*PROBLEM TO WORK ON*: Take the line that contains "Could you point out every instance of the white hair" and every line after it in the material below, and quote them exactly.
— begin DATASET RECORDS —
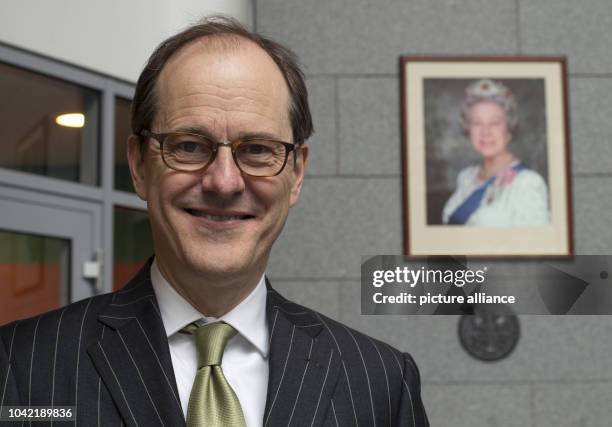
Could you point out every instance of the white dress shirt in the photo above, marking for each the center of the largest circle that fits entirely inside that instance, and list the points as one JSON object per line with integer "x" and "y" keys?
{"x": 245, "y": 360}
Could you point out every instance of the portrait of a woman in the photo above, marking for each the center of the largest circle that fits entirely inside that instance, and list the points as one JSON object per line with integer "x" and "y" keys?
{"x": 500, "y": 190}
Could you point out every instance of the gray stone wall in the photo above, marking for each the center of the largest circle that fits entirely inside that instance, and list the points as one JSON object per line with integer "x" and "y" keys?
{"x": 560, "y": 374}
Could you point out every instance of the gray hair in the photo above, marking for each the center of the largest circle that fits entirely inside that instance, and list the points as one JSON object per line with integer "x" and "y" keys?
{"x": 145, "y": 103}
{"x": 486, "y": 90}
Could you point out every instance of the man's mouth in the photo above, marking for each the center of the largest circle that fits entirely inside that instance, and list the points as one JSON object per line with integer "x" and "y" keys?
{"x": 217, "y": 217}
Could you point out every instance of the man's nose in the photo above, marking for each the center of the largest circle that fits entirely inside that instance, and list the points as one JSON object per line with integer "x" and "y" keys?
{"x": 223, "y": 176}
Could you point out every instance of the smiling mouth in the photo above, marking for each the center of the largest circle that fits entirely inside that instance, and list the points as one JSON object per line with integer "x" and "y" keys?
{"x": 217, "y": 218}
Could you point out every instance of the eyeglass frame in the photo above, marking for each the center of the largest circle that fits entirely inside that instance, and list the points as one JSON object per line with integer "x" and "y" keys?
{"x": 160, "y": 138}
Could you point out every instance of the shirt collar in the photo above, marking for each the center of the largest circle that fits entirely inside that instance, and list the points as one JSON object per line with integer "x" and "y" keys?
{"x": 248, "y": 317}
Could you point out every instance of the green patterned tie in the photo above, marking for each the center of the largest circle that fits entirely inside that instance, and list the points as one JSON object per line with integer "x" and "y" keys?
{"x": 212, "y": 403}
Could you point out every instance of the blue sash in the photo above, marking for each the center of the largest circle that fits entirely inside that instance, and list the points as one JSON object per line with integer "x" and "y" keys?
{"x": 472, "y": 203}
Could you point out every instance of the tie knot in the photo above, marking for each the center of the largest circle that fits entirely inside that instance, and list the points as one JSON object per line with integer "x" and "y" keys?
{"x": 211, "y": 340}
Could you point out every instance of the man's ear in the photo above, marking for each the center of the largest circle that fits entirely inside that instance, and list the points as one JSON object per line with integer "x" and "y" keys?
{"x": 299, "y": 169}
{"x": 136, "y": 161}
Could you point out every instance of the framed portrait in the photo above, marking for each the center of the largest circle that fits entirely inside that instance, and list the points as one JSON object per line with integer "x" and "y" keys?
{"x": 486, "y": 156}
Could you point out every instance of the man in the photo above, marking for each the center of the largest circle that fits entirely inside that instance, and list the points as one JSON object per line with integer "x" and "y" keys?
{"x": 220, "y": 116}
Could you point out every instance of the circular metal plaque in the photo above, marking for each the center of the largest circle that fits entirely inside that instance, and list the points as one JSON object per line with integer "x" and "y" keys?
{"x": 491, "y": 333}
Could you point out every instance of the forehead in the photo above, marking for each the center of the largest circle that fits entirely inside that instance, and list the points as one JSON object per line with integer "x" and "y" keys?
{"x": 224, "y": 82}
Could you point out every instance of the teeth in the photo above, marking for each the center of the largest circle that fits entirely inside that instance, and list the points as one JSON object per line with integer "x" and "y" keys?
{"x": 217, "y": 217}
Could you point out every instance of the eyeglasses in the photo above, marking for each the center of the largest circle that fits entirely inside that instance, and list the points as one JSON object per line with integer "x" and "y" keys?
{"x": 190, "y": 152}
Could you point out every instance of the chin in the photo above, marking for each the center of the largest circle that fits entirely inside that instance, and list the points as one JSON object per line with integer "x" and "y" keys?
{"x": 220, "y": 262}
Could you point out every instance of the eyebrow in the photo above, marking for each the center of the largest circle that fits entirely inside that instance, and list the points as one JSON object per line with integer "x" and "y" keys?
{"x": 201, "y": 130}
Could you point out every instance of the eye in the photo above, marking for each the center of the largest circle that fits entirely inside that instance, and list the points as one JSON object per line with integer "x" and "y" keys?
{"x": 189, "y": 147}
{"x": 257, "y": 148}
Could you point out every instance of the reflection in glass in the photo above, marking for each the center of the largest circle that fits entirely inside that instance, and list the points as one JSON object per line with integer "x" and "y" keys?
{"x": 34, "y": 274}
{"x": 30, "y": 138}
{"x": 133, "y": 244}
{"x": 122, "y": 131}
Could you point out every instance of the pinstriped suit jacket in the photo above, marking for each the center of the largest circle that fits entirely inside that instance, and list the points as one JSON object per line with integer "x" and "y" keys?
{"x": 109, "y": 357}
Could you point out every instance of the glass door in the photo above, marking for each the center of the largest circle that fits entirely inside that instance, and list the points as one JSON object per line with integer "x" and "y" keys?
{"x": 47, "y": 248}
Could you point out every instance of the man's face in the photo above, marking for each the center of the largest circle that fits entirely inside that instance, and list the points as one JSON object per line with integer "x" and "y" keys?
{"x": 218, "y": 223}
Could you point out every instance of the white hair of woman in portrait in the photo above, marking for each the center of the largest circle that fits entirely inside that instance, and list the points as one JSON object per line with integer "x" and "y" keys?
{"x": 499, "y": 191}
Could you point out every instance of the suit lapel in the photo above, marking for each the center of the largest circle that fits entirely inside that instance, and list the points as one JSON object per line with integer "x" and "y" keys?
— end DATASET RECORDS —
*REPLY TO THE EXERCISE*:
Could you point out every instance of the white hair of woman in portrait in the photo above, marking for each the center of the largest circle that fits entirely inside that instance, and list the points as one JSON object per line with integer "x" and "y" keys?
{"x": 499, "y": 191}
Could you point out every instance of the suit lapel in the photo above, marking for each the center of the largest circle that fits entirely inside that instance, and list the points as one JSON object per line with integer "x" and "y" keys?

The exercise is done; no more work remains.